-- START Extracted information --

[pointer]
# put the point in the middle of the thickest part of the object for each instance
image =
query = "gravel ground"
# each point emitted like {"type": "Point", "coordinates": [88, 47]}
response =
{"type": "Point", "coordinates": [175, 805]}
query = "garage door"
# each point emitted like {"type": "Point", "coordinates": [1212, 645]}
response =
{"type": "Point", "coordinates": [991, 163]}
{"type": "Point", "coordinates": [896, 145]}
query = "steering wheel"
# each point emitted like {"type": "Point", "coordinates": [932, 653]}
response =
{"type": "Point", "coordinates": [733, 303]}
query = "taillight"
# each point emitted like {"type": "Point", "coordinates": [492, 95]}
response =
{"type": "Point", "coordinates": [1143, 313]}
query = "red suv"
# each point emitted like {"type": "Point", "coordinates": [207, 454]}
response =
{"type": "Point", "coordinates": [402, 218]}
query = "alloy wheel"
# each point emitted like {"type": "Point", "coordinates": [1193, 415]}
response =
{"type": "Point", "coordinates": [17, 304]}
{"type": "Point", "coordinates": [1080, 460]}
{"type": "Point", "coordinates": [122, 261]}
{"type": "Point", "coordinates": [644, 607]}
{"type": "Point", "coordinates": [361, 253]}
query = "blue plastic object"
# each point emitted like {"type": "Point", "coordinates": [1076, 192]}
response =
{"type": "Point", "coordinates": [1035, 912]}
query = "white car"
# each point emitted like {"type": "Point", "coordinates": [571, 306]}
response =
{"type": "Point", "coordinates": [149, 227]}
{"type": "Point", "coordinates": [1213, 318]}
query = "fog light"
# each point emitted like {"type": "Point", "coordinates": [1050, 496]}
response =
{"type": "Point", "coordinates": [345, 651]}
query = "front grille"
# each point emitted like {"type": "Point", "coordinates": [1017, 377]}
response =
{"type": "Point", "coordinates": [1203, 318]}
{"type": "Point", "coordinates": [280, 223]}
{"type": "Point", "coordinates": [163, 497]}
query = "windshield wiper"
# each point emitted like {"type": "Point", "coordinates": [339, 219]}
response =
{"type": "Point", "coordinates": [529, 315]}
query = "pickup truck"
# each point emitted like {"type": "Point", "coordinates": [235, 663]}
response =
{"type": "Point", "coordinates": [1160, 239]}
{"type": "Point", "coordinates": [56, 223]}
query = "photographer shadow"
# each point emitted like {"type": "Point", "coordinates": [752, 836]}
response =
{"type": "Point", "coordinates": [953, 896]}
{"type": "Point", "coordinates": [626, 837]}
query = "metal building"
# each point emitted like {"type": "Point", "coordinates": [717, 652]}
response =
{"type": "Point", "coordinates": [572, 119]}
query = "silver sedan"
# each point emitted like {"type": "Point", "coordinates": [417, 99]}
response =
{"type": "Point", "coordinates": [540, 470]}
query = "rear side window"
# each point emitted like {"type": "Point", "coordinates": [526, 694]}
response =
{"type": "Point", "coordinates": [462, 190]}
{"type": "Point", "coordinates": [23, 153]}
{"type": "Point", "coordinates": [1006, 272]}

-- END Extracted information --

- Stated exercise: Each record must be repeated exactly as it is.

- Completed exercise:
[pointer]
# put the point in the middle of the thickest part of the object for each instance
image =
query = "gravel ground"
# each point emitted like {"type": "Point", "coordinates": [88, 47]}
response =
{"type": "Point", "coordinates": [175, 805]}
query = "garage door"
# each point emitted like {"type": "Point", "coordinates": [1212, 645]}
response =
{"type": "Point", "coordinates": [991, 163]}
{"type": "Point", "coordinates": [896, 145]}
query = "steering wheel"
# each point emitted like {"type": "Point", "coordinates": [932, 653]}
response =
{"type": "Point", "coordinates": [733, 303]}
query = "taillight"
# each point emitted like {"type": "Point", "coordinates": [492, 95]}
response =
{"type": "Point", "coordinates": [1143, 313]}
query = "red suv"
# each point emitted like {"type": "Point", "coordinates": [207, 454]}
response =
{"type": "Point", "coordinates": [402, 218]}
query = "alloy wheel"
# each point emitted like {"type": "Point", "coordinates": [1193, 415]}
response =
{"type": "Point", "coordinates": [17, 304]}
{"type": "Point", "coordinates": [1080, 460]}
{"type": "Point", "coordinates": [122, 261]}
{"type": "Point", "coordinates": [644, 607]}
{"type": "Point", "coordinates": [361, 253]}
query = "blue plastic object"
# each point emitted like {"type": "Point", "coordinates": [1076, 192]}
response =
{"type": "Point", "coordinates": [1035, 912]}
query = "white car"
# each point emitted like {"type": "Point", "coordinates": [571, 306]}
response =
{"type": "Point", "coordinates": [149, 227]}
{"type": "Point", "coordinates": [1213, 318]}
query = "fog light"
# each point emitted like {"type": "Point", "coordinates": [1050, 496]}
response =
{"type": "Point", "coordinates": [345, 651]}
query = "front grille"
# each point emitted like {"type": "Point", "coordinates": [1017, 377]}
response =
{"type": "Point", "coordinates": [1203, 318]}
{"type": "Point", "coordinates": [280, 223]}
{"type": "Point", "coordinates": [163, 497]}
query = "windshield wiper"
# each point emitted like {"type": "Point", "coordinates": [339, 219]}
response =
{"type": "Point", "coordinates": [529, 315]}
query = "pickup truck"
# each point emitted like {"type": "Point", "coordinates": [235, 663]}
response =
{"type": "Point", "coordinates": [1160, 239]}
{"type": "Point", "coordinates": [56, 223]}
query = "photographer shadow"
# each point emitted like {"type": "Point", "coordinates": [752, 836]}
response =
{"type": "Point", "coordinates": [953, 896]}
{"type": "Point", "coordinates": [626, 837]}
query = "metal building"
# each point emitted like {"type": "Point", "coordinates": [717, 652]}
response =
{"type": "Point", "coordinates": [572, 119]}
query = "silver sedan"
# each point emitted like {"type": "Point", "coordinates": [417, 99]}
response =
{"type": "Point", "coordinates": [540, 470]}
query = "rear side window"
# each point emitted like {"type": "Point", "coordinates": [526, 694]}
response =
{"type": "Point", "coordinates": [462, 190]}
{"type": "Point", "coordinates": [23, 153]}
{"type": "Point", "coordinates": [1006, 272]}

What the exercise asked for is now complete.